» **Supplied data**:
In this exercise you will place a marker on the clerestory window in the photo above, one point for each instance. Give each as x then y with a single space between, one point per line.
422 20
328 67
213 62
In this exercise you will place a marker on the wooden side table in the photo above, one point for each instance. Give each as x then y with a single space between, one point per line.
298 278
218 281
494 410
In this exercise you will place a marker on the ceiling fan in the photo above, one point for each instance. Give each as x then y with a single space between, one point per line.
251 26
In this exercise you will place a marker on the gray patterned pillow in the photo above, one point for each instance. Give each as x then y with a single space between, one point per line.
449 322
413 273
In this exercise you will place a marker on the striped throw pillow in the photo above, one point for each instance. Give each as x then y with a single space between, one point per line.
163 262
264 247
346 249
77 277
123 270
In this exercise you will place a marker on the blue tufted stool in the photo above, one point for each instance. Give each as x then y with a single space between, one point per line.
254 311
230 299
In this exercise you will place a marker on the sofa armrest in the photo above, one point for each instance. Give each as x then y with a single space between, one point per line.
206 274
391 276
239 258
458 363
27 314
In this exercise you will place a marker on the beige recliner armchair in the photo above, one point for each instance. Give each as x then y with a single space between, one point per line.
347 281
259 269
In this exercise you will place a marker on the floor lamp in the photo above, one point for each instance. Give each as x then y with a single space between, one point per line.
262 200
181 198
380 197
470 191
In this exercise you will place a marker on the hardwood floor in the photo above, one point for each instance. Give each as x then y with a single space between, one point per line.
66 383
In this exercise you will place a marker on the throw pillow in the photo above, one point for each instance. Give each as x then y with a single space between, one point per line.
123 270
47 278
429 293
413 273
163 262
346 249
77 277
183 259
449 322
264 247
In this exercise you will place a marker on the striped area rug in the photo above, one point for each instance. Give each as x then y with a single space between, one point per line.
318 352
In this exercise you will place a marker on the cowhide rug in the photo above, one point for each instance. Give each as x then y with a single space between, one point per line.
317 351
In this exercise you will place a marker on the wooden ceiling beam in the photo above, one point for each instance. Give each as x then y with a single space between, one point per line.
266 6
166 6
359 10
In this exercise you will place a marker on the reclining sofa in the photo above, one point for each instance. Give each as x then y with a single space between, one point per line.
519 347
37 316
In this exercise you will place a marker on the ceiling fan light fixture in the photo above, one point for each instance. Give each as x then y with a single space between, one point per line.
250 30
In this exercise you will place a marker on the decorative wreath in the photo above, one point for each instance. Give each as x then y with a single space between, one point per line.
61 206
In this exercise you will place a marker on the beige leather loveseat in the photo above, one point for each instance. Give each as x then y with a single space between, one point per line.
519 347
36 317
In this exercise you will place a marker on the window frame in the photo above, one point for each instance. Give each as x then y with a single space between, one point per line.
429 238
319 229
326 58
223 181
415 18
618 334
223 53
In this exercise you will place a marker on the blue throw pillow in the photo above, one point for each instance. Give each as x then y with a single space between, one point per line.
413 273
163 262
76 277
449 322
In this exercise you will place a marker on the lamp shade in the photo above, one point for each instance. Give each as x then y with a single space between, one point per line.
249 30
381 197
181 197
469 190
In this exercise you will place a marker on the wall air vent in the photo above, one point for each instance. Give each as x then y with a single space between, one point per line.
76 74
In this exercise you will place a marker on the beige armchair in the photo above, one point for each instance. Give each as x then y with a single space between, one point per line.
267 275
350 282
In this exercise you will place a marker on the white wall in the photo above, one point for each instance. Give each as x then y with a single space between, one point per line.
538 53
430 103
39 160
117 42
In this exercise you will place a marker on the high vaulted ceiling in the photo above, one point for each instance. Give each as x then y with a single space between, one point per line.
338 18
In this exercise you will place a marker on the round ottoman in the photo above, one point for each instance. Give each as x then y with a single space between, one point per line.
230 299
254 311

--

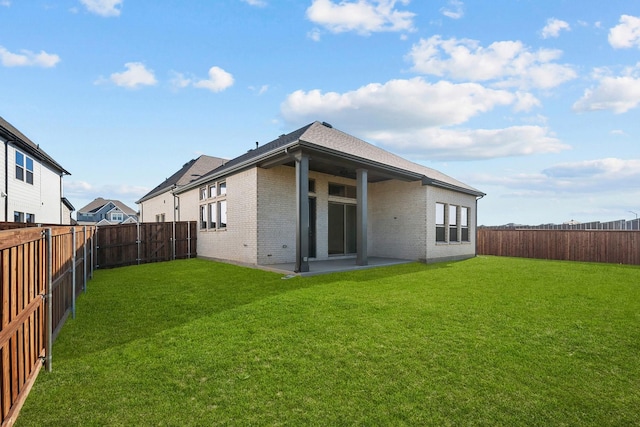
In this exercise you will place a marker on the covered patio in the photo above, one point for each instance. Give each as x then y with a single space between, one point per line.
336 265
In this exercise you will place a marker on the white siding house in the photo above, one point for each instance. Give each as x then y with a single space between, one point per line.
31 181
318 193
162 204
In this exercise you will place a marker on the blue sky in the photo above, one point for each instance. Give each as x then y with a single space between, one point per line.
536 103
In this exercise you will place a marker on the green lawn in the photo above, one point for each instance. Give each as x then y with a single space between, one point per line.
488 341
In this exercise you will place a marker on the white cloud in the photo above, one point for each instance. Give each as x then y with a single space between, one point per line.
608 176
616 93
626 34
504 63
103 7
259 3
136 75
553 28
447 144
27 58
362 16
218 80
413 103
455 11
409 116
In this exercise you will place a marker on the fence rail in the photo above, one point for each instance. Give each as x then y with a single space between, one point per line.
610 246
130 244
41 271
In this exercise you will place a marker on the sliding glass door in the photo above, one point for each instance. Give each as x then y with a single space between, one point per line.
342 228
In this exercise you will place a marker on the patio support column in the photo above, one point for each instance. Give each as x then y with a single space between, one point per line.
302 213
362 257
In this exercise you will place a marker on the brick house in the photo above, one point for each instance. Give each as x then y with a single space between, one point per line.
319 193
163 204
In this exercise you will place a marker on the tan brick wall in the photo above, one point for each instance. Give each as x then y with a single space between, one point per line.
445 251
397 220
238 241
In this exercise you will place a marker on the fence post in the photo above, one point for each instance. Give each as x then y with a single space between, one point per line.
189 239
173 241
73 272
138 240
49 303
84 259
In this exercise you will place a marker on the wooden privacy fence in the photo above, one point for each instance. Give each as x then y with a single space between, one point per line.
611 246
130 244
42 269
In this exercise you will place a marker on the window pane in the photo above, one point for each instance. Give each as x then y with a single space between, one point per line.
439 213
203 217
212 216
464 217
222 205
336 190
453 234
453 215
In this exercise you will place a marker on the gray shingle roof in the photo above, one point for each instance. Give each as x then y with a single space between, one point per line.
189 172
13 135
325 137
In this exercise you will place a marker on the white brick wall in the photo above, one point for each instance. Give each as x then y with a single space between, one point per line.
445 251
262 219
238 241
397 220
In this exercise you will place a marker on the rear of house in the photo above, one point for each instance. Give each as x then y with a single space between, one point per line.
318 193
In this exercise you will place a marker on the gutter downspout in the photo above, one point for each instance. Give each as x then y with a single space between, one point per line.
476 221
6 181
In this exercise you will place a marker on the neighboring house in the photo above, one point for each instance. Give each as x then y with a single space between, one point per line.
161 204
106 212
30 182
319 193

==

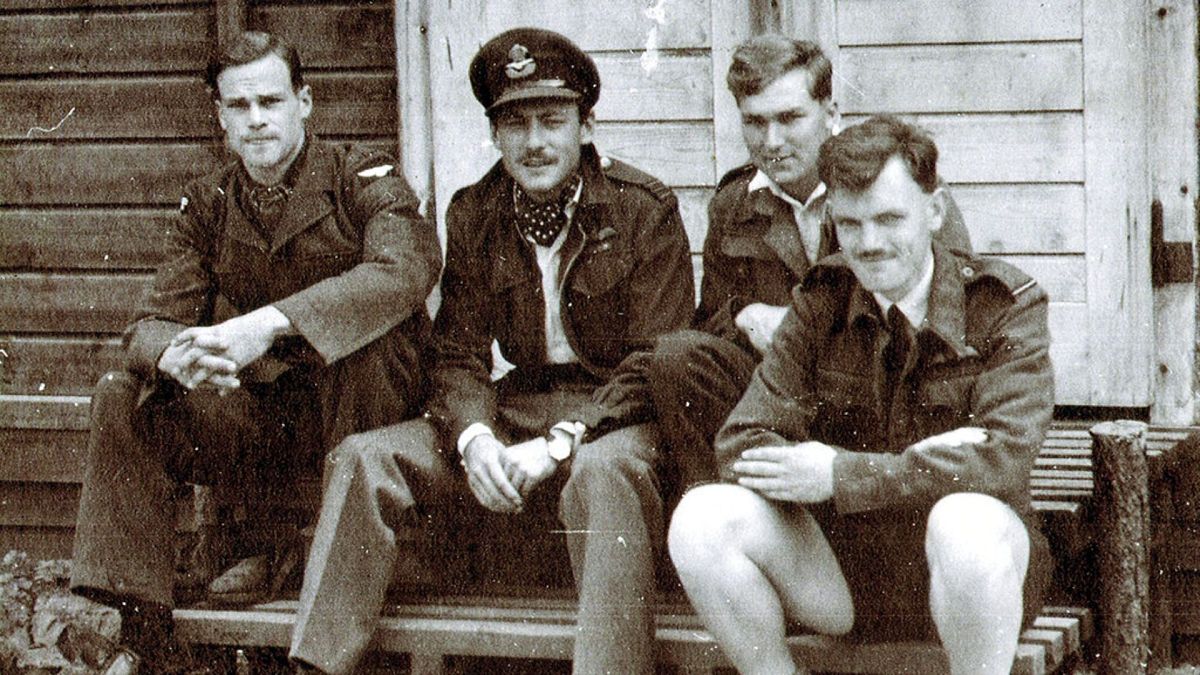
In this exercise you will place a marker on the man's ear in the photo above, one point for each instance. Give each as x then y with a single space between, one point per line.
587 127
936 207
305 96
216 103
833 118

» **Task description**:
Find each row that contains the word "cowhide" and copy those rows in full.

» **Answer for the task**:
In this exercise you will place a marker on the cowhide rug in the photo above, one point for each instance. Give each as x then y with a single space between, one point per line.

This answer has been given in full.